* _MATERIAL TO PROCESS_
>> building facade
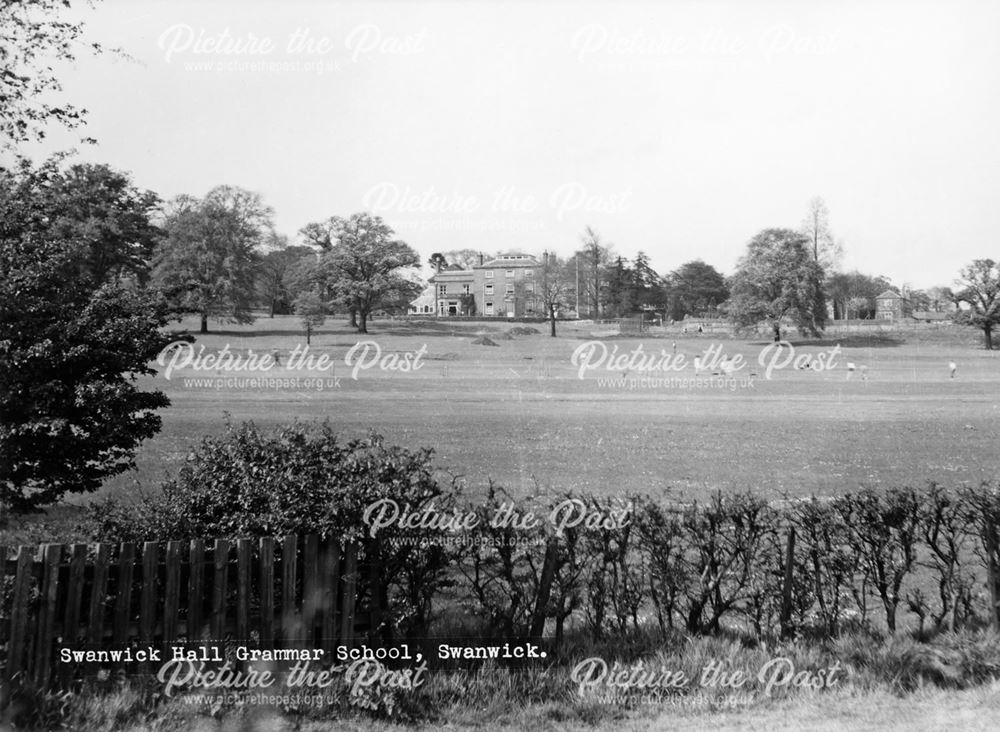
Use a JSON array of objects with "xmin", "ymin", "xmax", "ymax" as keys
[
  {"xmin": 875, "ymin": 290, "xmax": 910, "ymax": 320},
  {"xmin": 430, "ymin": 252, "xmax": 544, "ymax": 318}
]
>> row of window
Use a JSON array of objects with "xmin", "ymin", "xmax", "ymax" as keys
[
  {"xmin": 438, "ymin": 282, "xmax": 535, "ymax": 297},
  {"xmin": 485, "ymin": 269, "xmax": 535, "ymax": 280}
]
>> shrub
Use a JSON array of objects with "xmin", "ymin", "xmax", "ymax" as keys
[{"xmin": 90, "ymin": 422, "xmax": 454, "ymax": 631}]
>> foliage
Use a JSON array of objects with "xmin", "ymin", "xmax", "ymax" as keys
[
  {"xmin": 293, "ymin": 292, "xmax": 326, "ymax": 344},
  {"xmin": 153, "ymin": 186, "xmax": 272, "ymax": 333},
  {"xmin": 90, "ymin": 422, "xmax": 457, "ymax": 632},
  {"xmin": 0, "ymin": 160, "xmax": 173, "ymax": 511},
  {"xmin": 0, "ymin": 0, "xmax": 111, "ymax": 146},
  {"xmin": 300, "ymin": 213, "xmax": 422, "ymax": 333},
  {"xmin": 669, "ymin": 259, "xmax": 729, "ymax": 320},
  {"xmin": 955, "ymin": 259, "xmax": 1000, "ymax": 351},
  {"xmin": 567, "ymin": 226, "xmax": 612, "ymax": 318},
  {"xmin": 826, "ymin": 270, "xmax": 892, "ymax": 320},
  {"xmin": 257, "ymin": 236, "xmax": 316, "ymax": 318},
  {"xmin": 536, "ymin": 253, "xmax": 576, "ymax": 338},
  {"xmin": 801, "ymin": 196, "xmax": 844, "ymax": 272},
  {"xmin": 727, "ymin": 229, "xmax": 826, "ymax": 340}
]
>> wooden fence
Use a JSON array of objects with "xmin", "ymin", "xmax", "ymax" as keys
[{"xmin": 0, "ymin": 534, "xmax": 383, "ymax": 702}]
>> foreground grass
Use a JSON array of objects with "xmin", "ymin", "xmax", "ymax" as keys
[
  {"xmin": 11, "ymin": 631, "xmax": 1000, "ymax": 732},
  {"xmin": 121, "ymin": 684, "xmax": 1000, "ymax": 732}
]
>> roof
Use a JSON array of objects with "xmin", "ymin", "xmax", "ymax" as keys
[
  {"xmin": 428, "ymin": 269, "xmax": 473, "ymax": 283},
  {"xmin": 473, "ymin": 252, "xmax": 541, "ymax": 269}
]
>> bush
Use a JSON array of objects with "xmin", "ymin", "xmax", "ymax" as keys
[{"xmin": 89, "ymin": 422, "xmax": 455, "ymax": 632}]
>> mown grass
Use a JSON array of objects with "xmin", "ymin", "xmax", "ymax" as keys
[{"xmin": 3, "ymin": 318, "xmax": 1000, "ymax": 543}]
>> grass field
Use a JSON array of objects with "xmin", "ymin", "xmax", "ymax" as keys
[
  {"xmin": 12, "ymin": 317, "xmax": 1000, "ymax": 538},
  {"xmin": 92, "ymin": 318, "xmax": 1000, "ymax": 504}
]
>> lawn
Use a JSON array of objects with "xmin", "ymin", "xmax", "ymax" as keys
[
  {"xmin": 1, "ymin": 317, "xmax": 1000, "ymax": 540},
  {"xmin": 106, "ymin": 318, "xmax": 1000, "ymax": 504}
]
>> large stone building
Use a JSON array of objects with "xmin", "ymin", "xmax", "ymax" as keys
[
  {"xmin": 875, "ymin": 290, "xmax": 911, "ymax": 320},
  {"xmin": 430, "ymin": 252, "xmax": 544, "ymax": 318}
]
* * *
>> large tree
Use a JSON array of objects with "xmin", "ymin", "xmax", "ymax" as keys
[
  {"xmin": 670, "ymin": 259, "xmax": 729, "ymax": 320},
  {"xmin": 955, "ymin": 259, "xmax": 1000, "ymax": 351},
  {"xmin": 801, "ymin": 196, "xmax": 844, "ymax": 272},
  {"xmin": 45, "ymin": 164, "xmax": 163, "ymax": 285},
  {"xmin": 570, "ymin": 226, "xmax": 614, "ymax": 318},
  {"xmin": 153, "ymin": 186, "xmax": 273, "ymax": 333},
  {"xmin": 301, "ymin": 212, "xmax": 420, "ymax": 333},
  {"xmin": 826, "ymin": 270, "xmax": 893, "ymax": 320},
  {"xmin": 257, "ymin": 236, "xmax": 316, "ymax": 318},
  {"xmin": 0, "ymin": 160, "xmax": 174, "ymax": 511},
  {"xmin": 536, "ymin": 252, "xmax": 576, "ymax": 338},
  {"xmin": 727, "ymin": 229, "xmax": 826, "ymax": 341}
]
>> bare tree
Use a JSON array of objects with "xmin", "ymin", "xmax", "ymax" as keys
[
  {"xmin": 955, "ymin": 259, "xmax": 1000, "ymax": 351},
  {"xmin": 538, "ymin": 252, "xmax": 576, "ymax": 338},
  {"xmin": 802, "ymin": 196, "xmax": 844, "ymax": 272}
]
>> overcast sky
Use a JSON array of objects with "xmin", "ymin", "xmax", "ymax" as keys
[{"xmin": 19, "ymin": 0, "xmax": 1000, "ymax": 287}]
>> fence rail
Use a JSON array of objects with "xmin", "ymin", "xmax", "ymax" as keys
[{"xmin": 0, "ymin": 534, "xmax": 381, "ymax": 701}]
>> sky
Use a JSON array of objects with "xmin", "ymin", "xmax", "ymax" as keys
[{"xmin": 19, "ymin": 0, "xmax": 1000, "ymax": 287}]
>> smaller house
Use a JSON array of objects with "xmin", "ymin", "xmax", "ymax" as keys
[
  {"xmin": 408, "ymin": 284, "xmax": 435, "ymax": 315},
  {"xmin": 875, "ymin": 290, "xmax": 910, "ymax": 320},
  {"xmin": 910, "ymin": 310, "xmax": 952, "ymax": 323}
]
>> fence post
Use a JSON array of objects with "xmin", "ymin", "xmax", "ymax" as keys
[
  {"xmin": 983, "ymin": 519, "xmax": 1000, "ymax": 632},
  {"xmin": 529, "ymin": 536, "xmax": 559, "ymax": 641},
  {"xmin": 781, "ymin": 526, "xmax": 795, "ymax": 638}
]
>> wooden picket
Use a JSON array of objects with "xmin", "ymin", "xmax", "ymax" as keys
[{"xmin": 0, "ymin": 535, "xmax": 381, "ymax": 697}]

* _TASK OBJECTIVE_
How many of the lines above contain the word "building"? Reply with the number alone.

* _WRITTEN REPLY_
2